**Task brief**: Retype the records below, from the line containing "Where can you see the shed" through the line containing "(1081, 770)", and leave out the picture.

**Input rows**:

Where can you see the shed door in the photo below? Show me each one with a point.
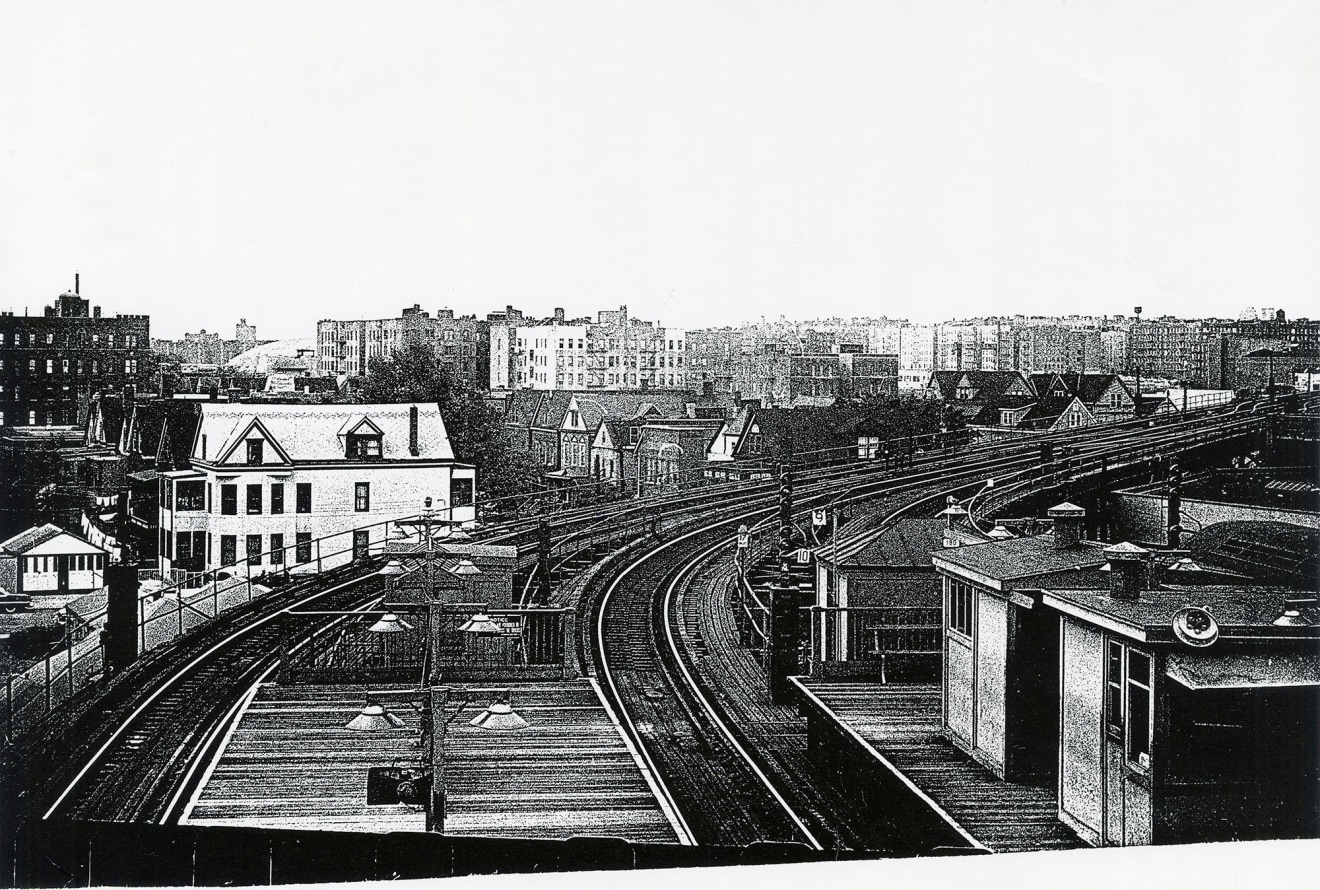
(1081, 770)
--
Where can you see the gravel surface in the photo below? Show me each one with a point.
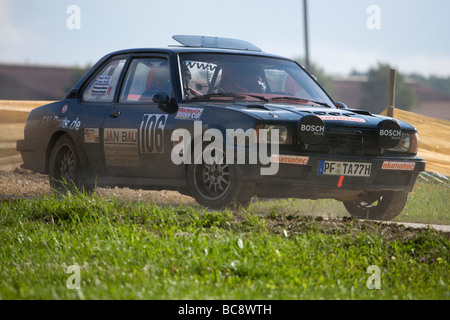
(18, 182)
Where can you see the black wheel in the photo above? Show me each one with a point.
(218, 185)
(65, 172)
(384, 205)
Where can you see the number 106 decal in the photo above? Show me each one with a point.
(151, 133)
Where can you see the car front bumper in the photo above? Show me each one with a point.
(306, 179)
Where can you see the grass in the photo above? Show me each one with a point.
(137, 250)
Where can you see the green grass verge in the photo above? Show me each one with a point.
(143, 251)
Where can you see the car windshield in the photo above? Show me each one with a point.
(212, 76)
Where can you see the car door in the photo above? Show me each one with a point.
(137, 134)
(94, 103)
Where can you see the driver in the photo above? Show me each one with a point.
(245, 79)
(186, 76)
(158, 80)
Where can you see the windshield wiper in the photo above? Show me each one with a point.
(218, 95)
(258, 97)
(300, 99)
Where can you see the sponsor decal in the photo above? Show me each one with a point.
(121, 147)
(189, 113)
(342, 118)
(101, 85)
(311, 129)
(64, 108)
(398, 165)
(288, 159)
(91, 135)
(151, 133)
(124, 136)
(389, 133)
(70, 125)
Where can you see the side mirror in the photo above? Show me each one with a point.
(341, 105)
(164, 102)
---
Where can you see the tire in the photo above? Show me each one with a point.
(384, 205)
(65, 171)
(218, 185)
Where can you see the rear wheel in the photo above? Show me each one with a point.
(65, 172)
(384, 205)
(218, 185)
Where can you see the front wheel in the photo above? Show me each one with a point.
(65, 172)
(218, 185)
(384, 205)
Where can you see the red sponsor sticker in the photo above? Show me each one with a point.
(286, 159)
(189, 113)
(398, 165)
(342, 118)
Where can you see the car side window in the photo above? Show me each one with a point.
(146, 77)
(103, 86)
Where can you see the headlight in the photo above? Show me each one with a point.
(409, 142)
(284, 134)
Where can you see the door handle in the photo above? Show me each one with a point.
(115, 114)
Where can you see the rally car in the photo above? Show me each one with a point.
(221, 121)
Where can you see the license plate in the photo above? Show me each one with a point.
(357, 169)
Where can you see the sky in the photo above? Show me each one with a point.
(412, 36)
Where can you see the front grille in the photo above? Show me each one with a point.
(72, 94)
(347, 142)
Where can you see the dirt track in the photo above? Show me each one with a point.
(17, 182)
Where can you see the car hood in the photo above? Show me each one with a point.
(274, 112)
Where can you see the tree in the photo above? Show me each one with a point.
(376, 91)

**Completed task**:
Where can you see the shed door in the photo below? Show me each one with a point.
(1081, 770)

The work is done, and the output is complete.